• [DATA EXCERPTS]:
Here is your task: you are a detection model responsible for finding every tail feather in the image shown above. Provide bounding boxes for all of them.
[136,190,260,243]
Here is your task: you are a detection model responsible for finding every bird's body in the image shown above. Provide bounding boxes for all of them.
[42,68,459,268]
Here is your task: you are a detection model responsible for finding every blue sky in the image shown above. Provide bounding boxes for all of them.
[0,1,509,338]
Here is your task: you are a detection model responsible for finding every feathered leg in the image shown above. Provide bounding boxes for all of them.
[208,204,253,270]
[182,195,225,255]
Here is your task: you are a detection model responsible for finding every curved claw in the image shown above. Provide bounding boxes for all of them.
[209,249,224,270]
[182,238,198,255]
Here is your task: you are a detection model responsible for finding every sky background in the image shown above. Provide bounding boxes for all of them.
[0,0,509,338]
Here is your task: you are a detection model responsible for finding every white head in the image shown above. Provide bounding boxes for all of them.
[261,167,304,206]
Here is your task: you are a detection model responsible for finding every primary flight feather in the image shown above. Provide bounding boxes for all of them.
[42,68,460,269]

• [WORK TO DO]: Repeat every row above in order, with the wording unchanged, and shift each bounding box coordinate by -51.

• [THE ANSWER]:
Here is your task: you are a detection model responsible for finding every tail feather in the image shown above. Provide bounding boxes for all of them.
[85,139,209,192]
Here is your task: you are a detection model responsible for finding every bird's body in the image shown above. Provide bounding boxes for all of them.
[-9,17,408,217]
Here is your task: you are a detection model responsible for finding every blue sky in the image shown above. Provide bounding boxes for all of them.
[-51,-50,458,287]
Here is your task: you are a detection model responsible for finding every feathered leg in the image shown above. Provide bounding boxes for all of them.
[157,153,202,219]
[131,144,174,204]
Here is your task: you are a detection model responsible for finding every curved claw in the image shown above. Provide bounding boxes for all of them.
[158,198,173,219]
[131,187,147,204]
Here is your task: you are a detection model responsible for finding every sky background in the image shown above. Provide bounding boxes for all of them.
[-51,-51,458,287]
Here is your task: you are a detection model responsible for finding every white head in the image shown above. Provide bounding boxes for all of them.
[210,116,253,155]
Here is your task: you are a detection model responsible for finding every primary flight feather in the image shown above. Provide bounding boxes for all of them.
[-9,17,409,218]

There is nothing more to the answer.